-- What you have to do --
Pick out and copy every line of the data that contains the string "trace". Case counts.

--- Start ---

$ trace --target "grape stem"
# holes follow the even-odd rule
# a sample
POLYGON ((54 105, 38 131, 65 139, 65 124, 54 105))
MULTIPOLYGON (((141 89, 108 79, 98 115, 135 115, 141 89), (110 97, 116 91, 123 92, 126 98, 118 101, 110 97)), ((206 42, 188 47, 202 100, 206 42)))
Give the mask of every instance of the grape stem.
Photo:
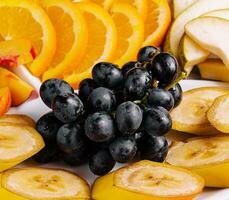
POLYGON ((187 73, 181 72, 180 75, 177 77, 177 79, 174 82, 172 82, 170 85, 168 85, 165 89, 169 90, 173 88, 177 83, 179 83, 181 80, 186 79, 186 78, 187 78, 187 73))

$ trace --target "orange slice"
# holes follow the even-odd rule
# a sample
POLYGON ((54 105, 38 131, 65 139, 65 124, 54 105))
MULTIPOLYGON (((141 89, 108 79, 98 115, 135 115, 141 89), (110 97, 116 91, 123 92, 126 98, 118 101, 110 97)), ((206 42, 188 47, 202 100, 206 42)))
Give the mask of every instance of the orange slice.
POLYGON ((144 22, 137 10, 127 3, 114 4, 110 10, 118 31, 114 62, 119 66, 134 60, 144 39, 144 22))
POLYGON ((91 77, 92 67, 101 61, 111 61, 117 43, 117 30, 111 16, 95 3, 80 2, 76 7, 81 10, 88 26, 88 45, 86 54, 74 73, 66 75, 65 80, 74 88, 81 80, 91 77))
POLYGON ((142 19, 145 21, 147 18, 148 4, 147 0, 115 0, 115 3, 128 3, 134 6, 142 19))
POLYGON ((0 35, 4 40, 32 42, 37 57, 28 68, 40 76, 49 66, 56 45, 55 30, 45 11, 30 0, 1 0, 0 16, 0 35))
POLYGON ((75 6, 69 0, 43 0, 45 8, 56 30, 57 48, 50 68, 43 80, 63 78, 63 74, 73 71, 84 56, 87 47, 87 25, 75 6))
POLYGON ((160 46, 171 23, 168 0, 147 0, 148 12, 145 21, 143 46, 160 46))
POLYGON ((115 0, 91 0, 94 3, 97 3, 108 10, 115 0))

--- End ---

-- The reply --
$ trace --target "grape stem"
$ trace --target "orange slice"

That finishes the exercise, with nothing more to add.